┌────────

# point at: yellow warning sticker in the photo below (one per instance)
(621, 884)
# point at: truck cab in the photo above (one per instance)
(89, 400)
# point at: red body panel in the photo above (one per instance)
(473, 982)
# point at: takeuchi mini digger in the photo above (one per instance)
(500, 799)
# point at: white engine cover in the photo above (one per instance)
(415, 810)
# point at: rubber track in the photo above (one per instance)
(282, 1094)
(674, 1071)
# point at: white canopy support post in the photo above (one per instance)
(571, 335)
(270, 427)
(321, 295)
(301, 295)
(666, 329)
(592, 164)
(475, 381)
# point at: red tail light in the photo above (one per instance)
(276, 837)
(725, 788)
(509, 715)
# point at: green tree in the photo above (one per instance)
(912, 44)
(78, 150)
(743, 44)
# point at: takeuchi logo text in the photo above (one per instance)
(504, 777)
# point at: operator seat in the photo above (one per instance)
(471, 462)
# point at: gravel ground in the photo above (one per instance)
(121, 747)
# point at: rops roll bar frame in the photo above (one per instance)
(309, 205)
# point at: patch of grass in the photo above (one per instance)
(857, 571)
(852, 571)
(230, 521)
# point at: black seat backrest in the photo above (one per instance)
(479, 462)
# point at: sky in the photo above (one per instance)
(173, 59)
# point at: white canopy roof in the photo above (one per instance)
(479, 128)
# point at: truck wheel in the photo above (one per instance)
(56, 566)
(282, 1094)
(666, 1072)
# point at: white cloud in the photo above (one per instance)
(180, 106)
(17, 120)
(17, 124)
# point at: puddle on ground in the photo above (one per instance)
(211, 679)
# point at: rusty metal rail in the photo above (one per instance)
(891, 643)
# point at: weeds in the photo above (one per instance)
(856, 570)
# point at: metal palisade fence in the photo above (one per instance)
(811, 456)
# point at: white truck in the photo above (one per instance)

└────────

### Exercise
Could you give the part of the records that opens with the line containing "# point at: white cloud" and runs through the end of the records as a Markdown table with two columns, Row for the row number and Text for the line, leaving out any blank lines?

### Worked answer
| Row | Text |
|---|---|
| 1 | # point at: white cloud in the photo above (one per instance) |
| 2 | (180, 106) |
| 3 | (17, 120) |
| 4 | (17, 124) |
| 5 | # point at: puddle on ground in the photo above (one per instance) |
| 6 | (211, 679) |
| 7 | # point at: rusty metal rail in the photo above (one per instance) |
| 8 | (891, 643) |
| 9 | # point at: weeds in the photo above (one per instance) |
| 10 | (856, 570) |
| 11 | # point at: metal palisade fence in the photo above (one per instance) |
| 12 | (811, 456) |
| 13 | # point at: white truck in the photo above (one per instance) |